— Start of Stored rows —

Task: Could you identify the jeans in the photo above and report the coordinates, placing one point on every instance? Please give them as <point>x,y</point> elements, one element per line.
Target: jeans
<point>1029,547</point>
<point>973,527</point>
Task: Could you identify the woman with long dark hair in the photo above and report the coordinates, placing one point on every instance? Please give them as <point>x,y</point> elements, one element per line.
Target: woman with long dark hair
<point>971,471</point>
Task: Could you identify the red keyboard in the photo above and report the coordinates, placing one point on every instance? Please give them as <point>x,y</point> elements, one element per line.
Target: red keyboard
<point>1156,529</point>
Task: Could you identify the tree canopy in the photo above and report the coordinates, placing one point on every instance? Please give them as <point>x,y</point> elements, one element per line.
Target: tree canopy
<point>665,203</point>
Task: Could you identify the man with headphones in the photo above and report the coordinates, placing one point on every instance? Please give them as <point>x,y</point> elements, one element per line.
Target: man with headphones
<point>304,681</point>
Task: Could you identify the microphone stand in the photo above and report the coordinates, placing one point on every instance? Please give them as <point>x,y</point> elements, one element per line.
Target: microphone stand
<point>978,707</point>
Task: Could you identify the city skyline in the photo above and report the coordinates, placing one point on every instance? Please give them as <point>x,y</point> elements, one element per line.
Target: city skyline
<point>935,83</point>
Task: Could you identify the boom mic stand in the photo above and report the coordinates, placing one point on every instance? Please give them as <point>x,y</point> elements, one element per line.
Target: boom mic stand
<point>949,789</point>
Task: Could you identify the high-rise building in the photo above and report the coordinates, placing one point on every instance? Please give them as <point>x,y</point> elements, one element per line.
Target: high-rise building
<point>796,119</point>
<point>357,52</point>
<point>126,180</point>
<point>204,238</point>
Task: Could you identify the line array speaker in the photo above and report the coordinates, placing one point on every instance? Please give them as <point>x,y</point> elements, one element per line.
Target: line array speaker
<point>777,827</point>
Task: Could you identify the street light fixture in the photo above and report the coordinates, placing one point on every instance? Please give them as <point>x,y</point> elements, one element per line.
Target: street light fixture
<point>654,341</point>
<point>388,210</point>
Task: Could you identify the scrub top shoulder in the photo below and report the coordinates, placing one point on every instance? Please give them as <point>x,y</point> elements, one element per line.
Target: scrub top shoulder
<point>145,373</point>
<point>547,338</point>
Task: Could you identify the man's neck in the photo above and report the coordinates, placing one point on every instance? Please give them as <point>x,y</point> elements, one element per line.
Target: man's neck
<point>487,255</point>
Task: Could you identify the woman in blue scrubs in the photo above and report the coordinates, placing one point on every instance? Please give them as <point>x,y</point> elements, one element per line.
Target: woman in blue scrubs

— End of Stored rows —

_What you are asked to do_. Please copy out every line from the one containing "Task: Could you identify the man's" through the last line above, in full. Add 112 to each coordinate given as an answer.

_Written answer_.
Task: Could you identify the man's neck in the photo above and report the coordinates, placing one point on every instance? Please give them as <point>x,y</point> elements, one element per line.
Target: man's neck
<point>599,367</point>
Task: Could you identify the woman in blue scrubs in the photo above and report the coordinates, placing one point on every instance? Please give them as <point>x,y</point> elements, one element per line.
Target: woman in blue scrubs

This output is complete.